TEXTE À LIRE
Le groupe pop-rock américain Sparks, fondé par les frères Ron & Russell Mael, signe les chansons originales de ce film musical réalisé par le cinéaste français Leos Carax, dont la quasi intégralité des dialogues sont chantés.  Ouverture Festival de Cannes 2021.

 

Cinezik : Quelle place a le cinéma dans votre musique ? Vous avez étudié le cinéma à l'école... où se situent vos goûts ?

Sparks : Quand on était à l'Université, nous étions de grands amoureux du cinéma français, en particulier Godard et Truffaut parce que c'était tendance à cette époque-là. Les jeunes gens aimaient la musique british et le cinéma français. Et vous savez, quand on a commencé, la plupart de nos musiques avait l'air cinématographique. Pas dans l'orchestration mais juste parce qu'elle suggérait de grandes images. Et beaucoup de fois, même si nos chansons duraient 3 ou 4 minutes, il y avait une narration. Notre travail a une vraie influence cinématographique, même sur une forme courte, et nous avions toujours eu l'intention de travailler sur un projet de film musical, afin de puiser dans notre sensibilité. Il est arrivé dans le passé d'avoir des projets qui n'ont pas vraiment vu le jour. Ainsi, le film de Léos Carax est un rêve devenu réalité.

CONSIGNE A
D'après l'entretien avec Sparks, quels cinéastes français les deux frères aimaient-ils particulièrement à l'université ?
L'entretien et les enregistrements n'ont pas la même origine.

DONNÉES FOURNIES
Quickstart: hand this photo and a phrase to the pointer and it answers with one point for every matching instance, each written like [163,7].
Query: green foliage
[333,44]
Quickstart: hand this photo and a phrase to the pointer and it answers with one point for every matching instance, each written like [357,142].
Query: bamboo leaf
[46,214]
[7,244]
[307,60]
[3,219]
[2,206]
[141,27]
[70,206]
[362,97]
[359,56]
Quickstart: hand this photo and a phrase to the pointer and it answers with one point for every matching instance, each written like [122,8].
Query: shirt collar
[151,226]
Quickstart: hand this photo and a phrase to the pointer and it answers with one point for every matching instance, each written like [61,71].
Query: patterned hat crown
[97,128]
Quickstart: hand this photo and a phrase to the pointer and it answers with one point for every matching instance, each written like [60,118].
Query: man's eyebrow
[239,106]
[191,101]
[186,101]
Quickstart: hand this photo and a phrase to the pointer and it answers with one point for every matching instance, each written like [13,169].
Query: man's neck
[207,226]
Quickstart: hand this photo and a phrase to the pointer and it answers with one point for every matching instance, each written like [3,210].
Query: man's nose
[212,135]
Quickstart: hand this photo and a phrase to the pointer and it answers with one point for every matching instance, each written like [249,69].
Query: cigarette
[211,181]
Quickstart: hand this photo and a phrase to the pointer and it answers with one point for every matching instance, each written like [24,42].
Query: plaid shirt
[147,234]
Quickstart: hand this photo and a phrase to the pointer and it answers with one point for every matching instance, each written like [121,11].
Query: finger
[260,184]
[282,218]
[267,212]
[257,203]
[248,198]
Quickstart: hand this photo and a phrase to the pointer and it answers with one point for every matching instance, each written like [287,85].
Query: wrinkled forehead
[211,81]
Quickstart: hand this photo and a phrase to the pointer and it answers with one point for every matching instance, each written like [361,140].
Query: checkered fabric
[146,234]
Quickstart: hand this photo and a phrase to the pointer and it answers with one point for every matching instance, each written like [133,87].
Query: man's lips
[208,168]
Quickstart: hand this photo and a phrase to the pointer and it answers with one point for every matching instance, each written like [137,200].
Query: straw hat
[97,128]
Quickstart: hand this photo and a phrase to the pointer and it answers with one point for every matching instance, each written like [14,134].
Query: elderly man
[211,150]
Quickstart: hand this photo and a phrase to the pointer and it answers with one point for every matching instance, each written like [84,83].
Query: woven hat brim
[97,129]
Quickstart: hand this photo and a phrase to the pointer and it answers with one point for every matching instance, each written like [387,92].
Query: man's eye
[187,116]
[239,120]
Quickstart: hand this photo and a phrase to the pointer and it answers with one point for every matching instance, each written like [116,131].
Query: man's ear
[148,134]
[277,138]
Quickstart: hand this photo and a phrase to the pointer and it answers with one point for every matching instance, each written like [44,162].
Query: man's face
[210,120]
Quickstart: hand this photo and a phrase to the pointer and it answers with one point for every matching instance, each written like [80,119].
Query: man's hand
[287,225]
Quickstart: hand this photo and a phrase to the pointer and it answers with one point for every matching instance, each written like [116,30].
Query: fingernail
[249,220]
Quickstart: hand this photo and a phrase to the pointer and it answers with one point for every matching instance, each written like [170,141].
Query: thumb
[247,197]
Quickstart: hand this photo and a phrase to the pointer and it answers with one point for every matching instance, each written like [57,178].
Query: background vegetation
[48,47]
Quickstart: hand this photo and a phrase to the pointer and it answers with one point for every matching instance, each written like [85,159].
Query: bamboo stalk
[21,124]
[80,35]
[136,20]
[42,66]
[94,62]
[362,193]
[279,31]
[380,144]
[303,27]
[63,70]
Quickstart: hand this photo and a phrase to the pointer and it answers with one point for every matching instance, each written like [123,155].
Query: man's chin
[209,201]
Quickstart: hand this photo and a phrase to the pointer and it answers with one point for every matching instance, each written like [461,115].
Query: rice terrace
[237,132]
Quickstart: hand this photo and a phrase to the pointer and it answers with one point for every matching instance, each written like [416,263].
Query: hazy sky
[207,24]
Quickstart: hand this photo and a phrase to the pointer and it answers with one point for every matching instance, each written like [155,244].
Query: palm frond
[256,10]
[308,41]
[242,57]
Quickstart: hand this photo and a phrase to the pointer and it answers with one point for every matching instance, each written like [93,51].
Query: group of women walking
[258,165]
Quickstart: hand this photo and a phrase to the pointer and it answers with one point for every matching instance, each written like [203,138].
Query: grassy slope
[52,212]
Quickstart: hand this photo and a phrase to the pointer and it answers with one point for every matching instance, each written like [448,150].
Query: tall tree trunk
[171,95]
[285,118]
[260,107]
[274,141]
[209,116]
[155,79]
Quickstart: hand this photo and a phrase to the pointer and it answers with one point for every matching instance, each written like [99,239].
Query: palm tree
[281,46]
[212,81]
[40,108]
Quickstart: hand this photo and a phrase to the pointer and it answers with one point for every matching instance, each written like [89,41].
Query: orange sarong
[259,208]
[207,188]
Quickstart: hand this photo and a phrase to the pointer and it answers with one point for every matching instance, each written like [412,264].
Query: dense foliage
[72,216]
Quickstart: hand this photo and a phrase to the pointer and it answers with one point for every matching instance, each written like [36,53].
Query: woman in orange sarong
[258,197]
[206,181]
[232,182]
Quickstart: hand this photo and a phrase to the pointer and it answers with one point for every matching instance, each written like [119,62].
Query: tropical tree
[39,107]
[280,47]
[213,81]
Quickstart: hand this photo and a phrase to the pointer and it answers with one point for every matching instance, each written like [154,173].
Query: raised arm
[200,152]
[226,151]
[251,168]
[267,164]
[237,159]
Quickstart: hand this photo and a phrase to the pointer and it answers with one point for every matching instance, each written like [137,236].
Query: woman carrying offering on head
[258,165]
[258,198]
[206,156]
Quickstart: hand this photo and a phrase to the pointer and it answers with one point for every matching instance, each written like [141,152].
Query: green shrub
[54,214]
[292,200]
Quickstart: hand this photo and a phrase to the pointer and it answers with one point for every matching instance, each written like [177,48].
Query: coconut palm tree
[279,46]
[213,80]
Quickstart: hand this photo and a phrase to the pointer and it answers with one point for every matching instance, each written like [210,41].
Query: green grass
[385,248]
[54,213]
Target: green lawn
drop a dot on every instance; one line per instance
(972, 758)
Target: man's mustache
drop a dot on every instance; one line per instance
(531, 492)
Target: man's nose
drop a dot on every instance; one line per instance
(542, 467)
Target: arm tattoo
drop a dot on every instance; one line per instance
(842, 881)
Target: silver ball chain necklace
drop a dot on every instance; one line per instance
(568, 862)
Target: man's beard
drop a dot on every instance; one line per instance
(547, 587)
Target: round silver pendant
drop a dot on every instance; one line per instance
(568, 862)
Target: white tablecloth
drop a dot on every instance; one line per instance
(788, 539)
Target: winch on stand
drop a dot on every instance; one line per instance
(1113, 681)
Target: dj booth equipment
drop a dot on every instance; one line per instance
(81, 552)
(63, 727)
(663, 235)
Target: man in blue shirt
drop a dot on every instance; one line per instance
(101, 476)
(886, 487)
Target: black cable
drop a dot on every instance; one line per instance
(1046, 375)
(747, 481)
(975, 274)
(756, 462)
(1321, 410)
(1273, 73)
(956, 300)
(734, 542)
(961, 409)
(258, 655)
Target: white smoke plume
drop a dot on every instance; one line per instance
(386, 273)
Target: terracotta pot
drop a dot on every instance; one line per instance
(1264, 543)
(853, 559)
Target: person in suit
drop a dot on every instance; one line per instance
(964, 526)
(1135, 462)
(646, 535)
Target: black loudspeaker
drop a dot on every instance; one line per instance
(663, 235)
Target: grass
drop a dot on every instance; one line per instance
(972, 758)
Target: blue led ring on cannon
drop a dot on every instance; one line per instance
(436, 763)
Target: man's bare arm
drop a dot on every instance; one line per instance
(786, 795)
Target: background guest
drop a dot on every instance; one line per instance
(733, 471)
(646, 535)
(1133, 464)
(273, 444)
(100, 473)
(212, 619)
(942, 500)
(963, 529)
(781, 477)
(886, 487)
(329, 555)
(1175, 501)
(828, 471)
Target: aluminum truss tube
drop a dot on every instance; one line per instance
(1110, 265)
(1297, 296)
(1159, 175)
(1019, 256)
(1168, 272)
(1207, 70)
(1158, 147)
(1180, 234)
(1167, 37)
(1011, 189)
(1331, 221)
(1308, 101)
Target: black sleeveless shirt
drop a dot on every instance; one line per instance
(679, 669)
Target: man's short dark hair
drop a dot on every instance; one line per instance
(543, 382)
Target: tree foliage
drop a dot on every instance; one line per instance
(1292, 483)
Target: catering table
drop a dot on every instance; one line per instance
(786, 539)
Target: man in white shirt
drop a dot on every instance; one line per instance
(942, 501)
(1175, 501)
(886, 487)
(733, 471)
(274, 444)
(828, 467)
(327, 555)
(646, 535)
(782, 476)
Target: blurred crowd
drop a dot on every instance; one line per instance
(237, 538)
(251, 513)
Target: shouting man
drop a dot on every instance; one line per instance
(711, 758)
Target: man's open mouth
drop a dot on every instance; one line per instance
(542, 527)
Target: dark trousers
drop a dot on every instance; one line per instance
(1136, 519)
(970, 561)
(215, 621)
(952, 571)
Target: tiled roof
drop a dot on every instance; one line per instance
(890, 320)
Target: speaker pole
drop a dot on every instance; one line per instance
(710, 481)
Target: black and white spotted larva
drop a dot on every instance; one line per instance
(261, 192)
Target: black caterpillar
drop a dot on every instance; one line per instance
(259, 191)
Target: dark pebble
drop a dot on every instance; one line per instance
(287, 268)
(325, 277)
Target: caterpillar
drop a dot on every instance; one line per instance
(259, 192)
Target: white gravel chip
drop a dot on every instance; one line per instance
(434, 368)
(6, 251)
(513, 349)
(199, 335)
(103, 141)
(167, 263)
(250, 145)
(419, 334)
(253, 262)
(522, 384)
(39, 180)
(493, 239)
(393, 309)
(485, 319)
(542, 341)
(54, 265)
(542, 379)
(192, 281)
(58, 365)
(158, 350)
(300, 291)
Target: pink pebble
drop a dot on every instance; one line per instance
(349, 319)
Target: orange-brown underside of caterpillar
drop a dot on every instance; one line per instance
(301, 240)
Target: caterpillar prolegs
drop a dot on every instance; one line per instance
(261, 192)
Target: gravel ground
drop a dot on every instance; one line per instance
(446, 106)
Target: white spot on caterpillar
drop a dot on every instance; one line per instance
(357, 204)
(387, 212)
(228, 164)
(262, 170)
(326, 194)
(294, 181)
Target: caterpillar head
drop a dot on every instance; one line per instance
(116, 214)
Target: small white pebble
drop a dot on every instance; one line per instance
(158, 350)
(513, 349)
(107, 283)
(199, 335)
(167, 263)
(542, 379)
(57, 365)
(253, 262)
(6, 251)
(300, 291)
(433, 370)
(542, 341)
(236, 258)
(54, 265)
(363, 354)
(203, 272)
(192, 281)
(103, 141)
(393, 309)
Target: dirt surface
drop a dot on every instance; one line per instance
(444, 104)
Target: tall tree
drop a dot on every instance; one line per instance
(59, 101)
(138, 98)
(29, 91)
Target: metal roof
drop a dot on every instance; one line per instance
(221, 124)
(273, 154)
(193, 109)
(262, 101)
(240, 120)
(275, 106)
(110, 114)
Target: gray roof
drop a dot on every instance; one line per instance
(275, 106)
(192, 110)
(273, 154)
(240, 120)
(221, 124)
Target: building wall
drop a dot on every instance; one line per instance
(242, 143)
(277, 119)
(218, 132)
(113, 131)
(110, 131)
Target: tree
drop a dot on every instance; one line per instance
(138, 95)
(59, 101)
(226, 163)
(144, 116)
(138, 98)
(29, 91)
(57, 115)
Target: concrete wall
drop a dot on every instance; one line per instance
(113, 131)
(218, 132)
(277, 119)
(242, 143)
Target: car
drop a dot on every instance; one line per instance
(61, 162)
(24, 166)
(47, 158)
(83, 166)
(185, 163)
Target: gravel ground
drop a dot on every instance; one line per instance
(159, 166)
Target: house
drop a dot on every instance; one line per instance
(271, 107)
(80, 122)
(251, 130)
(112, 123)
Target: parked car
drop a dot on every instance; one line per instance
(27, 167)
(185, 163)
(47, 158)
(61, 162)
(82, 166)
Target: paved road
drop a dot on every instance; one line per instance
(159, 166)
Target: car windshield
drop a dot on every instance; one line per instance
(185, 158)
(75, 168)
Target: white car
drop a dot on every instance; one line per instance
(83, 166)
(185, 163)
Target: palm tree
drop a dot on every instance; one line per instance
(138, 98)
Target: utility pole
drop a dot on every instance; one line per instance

CONSIGNE B
Recopiez mot pour mot les enregistrements, de la ligne qui contient « Target: concrete wall » jusqu'à la fin des enregistrements, les deux bouts compris.

RÉPONSE A
Godard et Truffaut.

RÉPONSE B
Target: concrete wall
drop a dot on every instance; one line per instance
(113, 131)
(218, 132)
(277, 119)
(242, 143)
Target: car
drop a dot on every instance; one line per instance
(61, 162)
(24, 166)
(47, 158)
(83, 166)
(185, 163)
Target: gravel ground
drop a dot on every instance; one line per instance
(159, 166)
Target: house
drop a dot on every instance; one line per instance
(271, 107)
(80, 122)
(251, 130)
(112, 123)
Target: parked car
drop a dot on every instance; one line per instance
(27, 167)
(185, 163)
(47, 158)
(61, 162)
(82, 166)
Target: paved road
drop a dot on every instance; one line per instance
(159, 166)
Target: car windshield
drop a dot on every instance; one line per instance
(185, 158)
(75, 168)
Target: white car
drop a dot on every instance; one line per instance
(83, 166)
(185, 163)
Target: palm tree
drop a dot on every instance; one line per instance
(138, 98)
Target: utility pole
drop a dot on every instance; one line per instance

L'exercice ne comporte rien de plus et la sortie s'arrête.